Work to complete :: Leave out the pictures and transcribe the rest of the records exactly.

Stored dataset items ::

::::

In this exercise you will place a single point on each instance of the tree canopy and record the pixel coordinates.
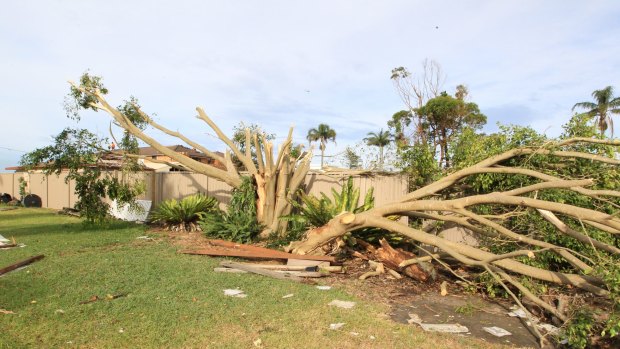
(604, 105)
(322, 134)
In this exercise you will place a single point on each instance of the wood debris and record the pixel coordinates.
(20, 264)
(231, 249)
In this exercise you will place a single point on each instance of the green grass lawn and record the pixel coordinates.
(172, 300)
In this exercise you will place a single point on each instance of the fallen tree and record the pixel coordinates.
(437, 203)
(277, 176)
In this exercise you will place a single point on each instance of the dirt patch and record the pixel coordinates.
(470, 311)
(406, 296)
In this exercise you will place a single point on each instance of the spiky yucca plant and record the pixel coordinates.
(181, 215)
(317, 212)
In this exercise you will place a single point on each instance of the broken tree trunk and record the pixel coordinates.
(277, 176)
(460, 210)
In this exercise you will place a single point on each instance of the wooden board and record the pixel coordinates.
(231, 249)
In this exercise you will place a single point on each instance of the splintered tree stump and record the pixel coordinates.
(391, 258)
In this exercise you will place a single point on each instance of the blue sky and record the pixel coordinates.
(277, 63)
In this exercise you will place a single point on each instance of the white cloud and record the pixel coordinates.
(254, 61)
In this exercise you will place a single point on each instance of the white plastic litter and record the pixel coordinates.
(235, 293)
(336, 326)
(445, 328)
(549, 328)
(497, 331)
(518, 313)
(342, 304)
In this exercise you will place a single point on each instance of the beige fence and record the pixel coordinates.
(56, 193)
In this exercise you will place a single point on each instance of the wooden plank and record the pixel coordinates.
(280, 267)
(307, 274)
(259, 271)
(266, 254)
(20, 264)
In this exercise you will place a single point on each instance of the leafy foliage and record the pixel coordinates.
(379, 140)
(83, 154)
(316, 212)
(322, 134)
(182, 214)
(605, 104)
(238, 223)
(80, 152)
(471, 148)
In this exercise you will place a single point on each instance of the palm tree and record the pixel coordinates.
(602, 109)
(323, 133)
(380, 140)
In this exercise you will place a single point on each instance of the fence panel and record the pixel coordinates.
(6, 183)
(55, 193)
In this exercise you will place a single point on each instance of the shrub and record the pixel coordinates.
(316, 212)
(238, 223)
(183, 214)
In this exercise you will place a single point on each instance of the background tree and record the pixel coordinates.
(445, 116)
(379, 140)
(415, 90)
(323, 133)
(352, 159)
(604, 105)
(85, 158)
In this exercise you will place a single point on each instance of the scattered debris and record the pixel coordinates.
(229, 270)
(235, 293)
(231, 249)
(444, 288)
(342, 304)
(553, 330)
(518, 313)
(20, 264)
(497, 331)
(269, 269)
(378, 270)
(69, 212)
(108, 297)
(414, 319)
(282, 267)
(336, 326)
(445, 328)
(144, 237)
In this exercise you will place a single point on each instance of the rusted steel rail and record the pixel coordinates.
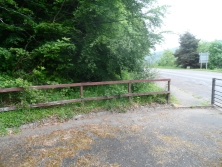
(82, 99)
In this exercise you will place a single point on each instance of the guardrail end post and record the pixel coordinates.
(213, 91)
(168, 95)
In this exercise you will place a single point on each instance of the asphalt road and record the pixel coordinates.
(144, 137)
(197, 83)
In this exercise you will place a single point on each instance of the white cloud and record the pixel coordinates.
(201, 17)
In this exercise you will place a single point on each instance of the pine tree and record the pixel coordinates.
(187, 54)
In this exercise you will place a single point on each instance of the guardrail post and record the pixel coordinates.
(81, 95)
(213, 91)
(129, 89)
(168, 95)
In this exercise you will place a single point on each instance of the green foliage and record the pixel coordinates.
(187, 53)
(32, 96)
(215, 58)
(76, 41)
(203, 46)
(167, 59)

::::

Answer to the problem ::
In this exercise you will place a single point on each instance of the tree canopy and record the pixel coordinates.
(604, 105)
(322, 134)
In this exercise you will place a single point on each instance of the wood debris and record the pixel coordinates.
(20, 264)
(231, 249)
In this exercise you will place a single point on each instance of the green grass lawn and record the pixel coordinates.
(172, 300)
In this exercise you will place a single point on each instance of the fallen tree and record the pixel coordinates.
(437, 203)
(277, 176)
In this exercise you will place a single point on each instance of the dirt patch and record the pixel coordinates.
(470, 311)
(406, 296)
In this exercise you will place a single point on each instance of the spiky yucca plant and record the pixel coordinates.
(181, 215)
(317, 212)
In this exercise you will place a single point on each instance of the broken tree trunk and record the pixel coordinates.
(277, 176)
(460, 210)
In this exercise you will place a single point on each instance of the wooden board and record the pixel coordinates.
(231, 249)
In this exercise you will place a single point on each instance of the splintered tree stump and record the pixel coordinates.
(391, 258)
In this exercise you will place a single point on each instance of the blue sky and record the pixel coordinates.
(277, 63)
In this exercise you will place a single point on each instance of the white cloud and record the pixel coordinates.
(254, 61)
In this exercise you will place a single point on each instance of the white plastic litter and record the pixel coordinates.
(235, 293)
(336, 326)
(445, 328)
(549, 328)
(497, 331)
(518, 313)
(342, 304)
In this exercise you will place a single point on each instance of the beige fence and record the pixel coordinates.
(56, 193)
In this exercise you will place a single point on each instance of the wooden plank and record the pixel coordinates.
(280, 267)
(307, 274)
(259, 271)
(266, 254)
(20, 264)
In this exercise you will place a single point on each instance of the leafy foliage and record the pixel coordinates.
(379, 140)
(83, 154)
(316, 212)
(322, 134)
(182, 214)
(605, 104)
(238, 223)
(80, 152)
(471, 148)
In this exercise you will place a single point on each instance of the palm tree and record the pixel coordinates.
(602, 109)
(323, 133)
(380, 140)
In this exercise you will place a single point on each instance of the fence panel and record the pixel coordinates.
(6, 183)
(55, 193)
In this exercise you will place a single point on each instance of the shrub and record the pixel coordinates.
(316, 212)
(238, 223)
(183, 214)
In this exercise you will place a single point on each instance of the background tree and record the pixel coordinates.
(445, 116)
(379, 140)
(415, 90)
(323, 133)
(352, 159)
(604, 105)
(85, 158)
In this exercise you will place a single point on each instance of the scattered debris and record the pixel coordinates.
(229, 270)
(235, 293)
(231, 249)
(444, 288)
(342, 304)
(553, 330)
(518, 313)
(20, 264)
(497, 331)
(269, 269)
(378, 270)
(69, 212)
(108, 297)
(414, 319)
(282, 267)
(336, 326)
(445, 328)
(144, 237)
In this exercise you will place a single point on each instance of the rusted steel rail and record the pixel coordinates.
(82, 99)
In this exercise you will place a single point on each instance of the guardrail end post and record the pixel coordinates.
(213, 91)
(168, 95)
In this exercise you will place a single point on each instance of the asphalt road and record the pixel coordinates.
(144, 137)
(197, 83)
In this exercise you will place a single point on each instance of the white cloud and record the pixel coordinates.
(201, 17)
In this exercise you will place a single point on each instance of the pine tree and record the pixel coordinates.
(187, 54)
In this exercise you will place a single point on each instance of the guardrail post and record the pixel coordinates.
(81, 95)
(213, 91)
(129, 89)
(168, 95)
In this exercise you will place a single point on each instance of the green foliage and record the pixel coordinates.
(187, 53)
(32, 96)
(215, 58)
(76, 41)
(203, 46)
(167, 59)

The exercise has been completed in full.